▶ PROBLEM DETAILS
Could you transcribe all of the data word for word?

▶ EXERCISE MATERIAL
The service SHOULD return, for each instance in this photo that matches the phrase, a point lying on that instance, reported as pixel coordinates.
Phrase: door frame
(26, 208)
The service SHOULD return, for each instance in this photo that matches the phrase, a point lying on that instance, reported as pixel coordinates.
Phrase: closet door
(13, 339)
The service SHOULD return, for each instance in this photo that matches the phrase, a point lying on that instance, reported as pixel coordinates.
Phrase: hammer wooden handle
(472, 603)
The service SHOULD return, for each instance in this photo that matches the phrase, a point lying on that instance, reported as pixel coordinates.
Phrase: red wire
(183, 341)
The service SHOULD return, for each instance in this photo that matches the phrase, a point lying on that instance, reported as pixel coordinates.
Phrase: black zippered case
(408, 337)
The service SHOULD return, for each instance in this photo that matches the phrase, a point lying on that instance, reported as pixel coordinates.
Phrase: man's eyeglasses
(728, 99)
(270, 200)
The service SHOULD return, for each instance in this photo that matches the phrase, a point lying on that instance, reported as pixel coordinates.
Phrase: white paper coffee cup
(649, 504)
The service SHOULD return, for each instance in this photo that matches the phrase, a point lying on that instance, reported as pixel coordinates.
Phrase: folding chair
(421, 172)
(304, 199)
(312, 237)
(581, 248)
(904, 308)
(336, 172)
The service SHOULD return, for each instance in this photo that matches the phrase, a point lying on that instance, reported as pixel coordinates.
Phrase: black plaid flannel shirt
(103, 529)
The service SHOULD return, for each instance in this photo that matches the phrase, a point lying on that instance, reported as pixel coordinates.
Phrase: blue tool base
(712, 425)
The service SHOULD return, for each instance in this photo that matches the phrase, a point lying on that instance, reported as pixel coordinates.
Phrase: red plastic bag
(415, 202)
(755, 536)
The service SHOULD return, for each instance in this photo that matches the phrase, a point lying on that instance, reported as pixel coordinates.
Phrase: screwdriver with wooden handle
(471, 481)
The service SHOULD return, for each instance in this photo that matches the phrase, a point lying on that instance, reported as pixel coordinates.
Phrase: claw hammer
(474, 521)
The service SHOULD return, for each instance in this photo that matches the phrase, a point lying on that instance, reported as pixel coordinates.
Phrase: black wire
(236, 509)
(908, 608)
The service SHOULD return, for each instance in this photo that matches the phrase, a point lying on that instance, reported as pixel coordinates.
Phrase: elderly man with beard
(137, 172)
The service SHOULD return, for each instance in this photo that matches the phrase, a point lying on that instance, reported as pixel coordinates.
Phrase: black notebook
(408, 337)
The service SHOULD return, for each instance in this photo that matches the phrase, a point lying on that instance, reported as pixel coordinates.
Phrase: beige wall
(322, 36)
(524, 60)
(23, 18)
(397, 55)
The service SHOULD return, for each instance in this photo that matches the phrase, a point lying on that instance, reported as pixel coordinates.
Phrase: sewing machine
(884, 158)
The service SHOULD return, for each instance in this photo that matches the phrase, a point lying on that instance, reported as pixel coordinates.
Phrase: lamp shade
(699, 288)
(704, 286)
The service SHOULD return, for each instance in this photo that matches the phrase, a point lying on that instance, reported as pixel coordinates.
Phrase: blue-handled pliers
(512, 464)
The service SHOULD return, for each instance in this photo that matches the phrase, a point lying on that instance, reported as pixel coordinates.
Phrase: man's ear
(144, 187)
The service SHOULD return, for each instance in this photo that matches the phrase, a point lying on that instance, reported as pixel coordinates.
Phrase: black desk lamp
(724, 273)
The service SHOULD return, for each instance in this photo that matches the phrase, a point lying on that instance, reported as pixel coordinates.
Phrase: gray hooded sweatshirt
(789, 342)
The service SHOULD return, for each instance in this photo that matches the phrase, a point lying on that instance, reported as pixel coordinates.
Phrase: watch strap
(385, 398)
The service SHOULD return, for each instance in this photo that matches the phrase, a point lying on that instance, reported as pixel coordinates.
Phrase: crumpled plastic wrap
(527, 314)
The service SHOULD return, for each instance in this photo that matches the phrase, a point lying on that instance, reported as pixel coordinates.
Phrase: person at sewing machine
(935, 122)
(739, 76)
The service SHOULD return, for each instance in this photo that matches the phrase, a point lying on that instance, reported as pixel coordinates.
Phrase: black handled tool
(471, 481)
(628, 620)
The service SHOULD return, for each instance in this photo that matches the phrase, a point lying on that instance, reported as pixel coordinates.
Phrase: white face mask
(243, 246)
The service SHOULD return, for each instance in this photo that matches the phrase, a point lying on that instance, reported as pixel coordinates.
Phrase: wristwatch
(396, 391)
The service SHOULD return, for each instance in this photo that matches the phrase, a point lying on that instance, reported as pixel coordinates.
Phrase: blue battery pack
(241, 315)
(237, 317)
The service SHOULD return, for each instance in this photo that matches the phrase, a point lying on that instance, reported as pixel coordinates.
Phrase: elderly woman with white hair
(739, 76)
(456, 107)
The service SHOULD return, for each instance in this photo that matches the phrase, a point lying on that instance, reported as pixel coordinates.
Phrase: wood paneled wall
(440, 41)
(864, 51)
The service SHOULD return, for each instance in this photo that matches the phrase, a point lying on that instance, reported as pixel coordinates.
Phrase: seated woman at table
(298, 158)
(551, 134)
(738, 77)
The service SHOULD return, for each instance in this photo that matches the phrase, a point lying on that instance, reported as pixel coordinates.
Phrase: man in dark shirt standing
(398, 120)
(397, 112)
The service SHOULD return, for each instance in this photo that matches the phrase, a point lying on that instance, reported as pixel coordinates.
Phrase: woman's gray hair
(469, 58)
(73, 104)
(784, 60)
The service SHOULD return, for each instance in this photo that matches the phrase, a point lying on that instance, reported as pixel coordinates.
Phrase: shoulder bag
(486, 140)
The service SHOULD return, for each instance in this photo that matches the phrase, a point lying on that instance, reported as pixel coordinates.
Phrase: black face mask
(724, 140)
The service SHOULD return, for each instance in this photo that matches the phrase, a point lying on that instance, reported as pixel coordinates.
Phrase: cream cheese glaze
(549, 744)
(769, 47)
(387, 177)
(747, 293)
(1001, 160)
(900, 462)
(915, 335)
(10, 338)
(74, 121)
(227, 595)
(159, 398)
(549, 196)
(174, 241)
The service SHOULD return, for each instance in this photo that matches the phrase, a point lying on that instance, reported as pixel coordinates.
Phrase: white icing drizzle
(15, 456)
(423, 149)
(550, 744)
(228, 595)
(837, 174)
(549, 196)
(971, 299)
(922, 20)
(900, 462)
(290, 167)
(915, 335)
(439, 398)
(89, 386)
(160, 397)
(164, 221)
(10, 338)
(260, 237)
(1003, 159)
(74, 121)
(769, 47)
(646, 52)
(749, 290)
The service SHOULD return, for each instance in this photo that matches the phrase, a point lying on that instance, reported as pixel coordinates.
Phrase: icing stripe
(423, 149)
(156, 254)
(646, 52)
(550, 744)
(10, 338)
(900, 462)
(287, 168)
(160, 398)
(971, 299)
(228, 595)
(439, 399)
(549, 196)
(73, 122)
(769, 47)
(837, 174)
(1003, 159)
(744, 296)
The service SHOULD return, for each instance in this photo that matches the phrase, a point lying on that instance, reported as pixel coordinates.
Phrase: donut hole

▶ ANSWER TO THIS PROBLEM
The service SHOULD return, for each instance in this photo that matches the phrase, a point lying on that instance, reported as pixel coordinates.
Phrase: door frame
(26, 208)
The service SHOULD return, for each instance in this photo that matches the phrase, a point lying on that instance, reported as pixel coordinates.
Phrase: closet door
(13, 339)
The service SHOULD return, for each instance in this photo that matches the phrase, a point lying on that instance, reported as pixel coordinates.
Phrase: hammer wooden handle
(472, 603)
The service SHOULD return, for each instance in this photo that matches the phrase, a point lying on that instance, reported as pixel coordinates.
Phrase: red wire
(183, 341)
The service SHOULD return, for each instance in this photo that matches the phrase, a point lying on that instance, reported as pixel coordinates.
Phrase: black zippered case
(408, 337)
The service SHOULD return, for each instance in this photo that matches the phrase, a point lying on that instance, reported as pixel coordinates.
Phrase: man's eyeglasses
(728, 99)
(270, 200)
The service SHOULD return, for each instance in this photo that matches the phrase, a point lying on that instance, reported as pixel coordinates.
Phrase: white paper coffee cup
(649, 504)
The service SHOULD return, for each instance in this photo that matches the phrase, a point lying on that instance, reported as pixel coordinates.
Phrase: folding chair
(421, 172)
(304, 199)
(312, 237)
(581, 248)
(904, 308)
(336, 172)
The service SHOULD return, for each instance in this photo that matches the phrase, a point lying on that instance, reported as pixel coordinates.
Phrase: black plaid flannel shirt
(103, 529)
The service SHOULD return, for each instance in this photo that matches the phrase, a point lying on that instance, reported as pixel coordinates.
Phrase: blue tool base
(712, 425)
The service SHOULD return, for each instance in this photo that matches the phrase, a point lying on that instance, reported as pixel coordinates.
Phrase: red plastic bag
(415, 202)
(755, 536)
The service SHOULD return, for each instance in this photo that matches the phrase, a point lying on that instance, reported as pixel coordinates.
Phrase: screwdriver with wooden handle
(471, 481)
The service SHOULD return, for each instance in this photo that matches the phrase, a point lying on that instance, reported as pixel coordinates.
Phrase: claw hammer
(474, 521)
The service SHOULD return, for each instance in this photo that matches the phrase, a point lying on that instance, reported as pixel coordinates.
Phrase: black wire
(236, 509)
(908, 608)
The service SHOULD return, for each instance in this photo that matches the phrase, a point lying on that instance, reported as pixel coordinates.
Phrase: elderly man with beard
(137, 172)
The service SHOULD return, for each instance in this photo that matches the phrase, a point lying on that instance, reported as pixel coordinates.
Phrase: black notebook
(408, 337)
The service SHOULD return, for each instance in this photo that matches the phrase, a point lying on that instance, reported as pixel coordinates.
Phrase: beige wall
(322, 36)
(524, 60)
(23, 18)
(397, 55)
The service SHOULD return, for each instance in this photo that matches the phrase, a point lying on that instance, reported as pixel coordinates.
Phrase: sewing machine
(884, 158)
The service SHOULD return, for each instance in this photo that matches the phrase, a point lying on that instance, reported as pixel coordinates.
Phrase: lamp shade
(699, 288)
(704, 286)
The service SHOULD return, for each instance in this photo that matches the phrase, a point lying on that instance, reported as pixel coordinates.
Phrase: blue-handled pliers
(512, 464)
The service SHOULD return, for each instance in this photo that matches the phrase, a point lying on that instance, reported as pixel coordinates.
Phrase: man's ear
(144, 187)
The service SHOULD return, for each instance in this photo that matches the phrase, a point lying on that instance, reported as pixel coordinates.
Phrase: black desk lamp
(724, 273)
The service SHOULD return, for each instance in this photo that matches the phrase, a point lying on that instance, reported as pixel coordinates.
Phrase: gray hooded sweatshirt
(789, 342)
The service SHOULD return, for each instance in this photo that matches the phrase, a point lying on that instance, reported as pixel coordinates.
Phrase: watch strap
(385, 398)
The service SHOULD return, for each instance in this photo that matches the phrase, a point lying on that instance, reported as pixel coordinates.
Phrase: crumpled plastic wrap
(527, 314)
The service SHOULD return, for each instance in this photo that matches the phrase, a point lying on that instance, reported as pixel coordinates.
Phrase: person at sewing machine
(935, 122)
(739, 76)
The service SHOULD return, for each instance in this photo that matches the phrase, a point lying on that instance, reported as pixel coordinates.
Phrase: black handled tool
(471, 481)
(628, 620)
The service SHOULD return, for each instance in this photo that matches the phrase, a point lying on that instance, reported as pixel coordinates.
Phrase: white face mask
(243, 246)
The service SHOULD return, for each instance in this photo that matches the phrase, a point lying on that instance, reported as pixel coordinates.
Phrase: wristwatch
(396, 391)
The service SHOULD return, for each instance in this photo that matches the phrase, a point lying on that instance, reported as pixel coordinates.
Phrase: blue battery pack
(241, 315)
(237, 317)
The service SHOULD return, for each instance in this photo that matches the phrase, a point lying on that instance, reported as pixel coordinates.
Phrase: elderly woman with white hair
(739, 76)
(456, 107)
The service SHOULD return, for each instance in this photo that matches the phrase, a point lying on that instance, reported as pixel coordinates.
Phrase: wood paneled wall
(440, 41)
(864, 51)
The service SHOULD return, for each instance in this photo that matches the phrase, a point lying on that instance, reported as pixel coordinates.
Phrase: seated woman at table
(298, 158)
(551, 134)
(738, 77)
The service SHOULD return, for each instance in this photo that matches the phrase, a point lying on that instance, reported as pixel coordinates.
Phrase: man in dark shirt standing
(398, 120)
(397, 112)
The service SHOULD return, for each instance in this photo that matches the phrase, a point lying on that instance, reported as pixel coordinates.
Phrase: woman's gray hair
(469, 58)
(73, 104)
(784, 60)
The service SHOULD return, for each instance in this photo that matches the phrase, a point lying on that instance, reported as pixel coordinates.
Phrase: shoulder bag
(486, 140)
The service SHOULD return, for each instance in this photo that matches the phrase, a point lying on that instance, reported as pixel coordinates.
Phrase: black face mask
(724, 140)
The service SHOULD return, for each instance in this photo that matches the phrase, a point lying on that instance, reported as pixel coordinates.
Phrase: cream cheese glaze
(549, 744)
(769, 47)
(387, 177)
(747, 293)
(1001, 160)
(900, 462)
(915, 335)
(10, 338)
(74, 121)
(227, 595)
(159, 398)
(549, 196)
(174, 241)
The service SHOULD return, for each instance in this photo that matches the phrase, a point lying on that instance, reported as pixel coordinates.
Phrase: white icing drizzle
(15, 456)
(423, 149)
(550, 744)
(228, 595)
(837, 174)
(549, 196)
(971, 299)
(922, 20)
(900, 462)
(290, 167)
(915, 335)
(439, 398)
(89, 386)
(160, 397)
(164, 221)
(10, 338)
(260, 237)
(1003, 159)
(74, 121)
(769, 47)
(646, 52)
(749, 290)
The service SHOULD return, for each instance in this photo that matches the phrase, a point lying on that instance, reported as pixel coordinates.
Phrase: icing stripe
(423, 149)
(156, 254)
(646, 52)
(550, 744)
(10, 338)
(900, 462)
(287, 168)
(160, 398)
(971, 299)
(228, 595)
(439, 399)
(549, 196)
(73, 122)
(769, 47)
(837, 174)
(1003, 159)
(744, 296)
The service SHOULD return, for each instance in this photo that matches the phrase, a point lying on that instance, reported as pixel coordinates.
Phrase: donut hole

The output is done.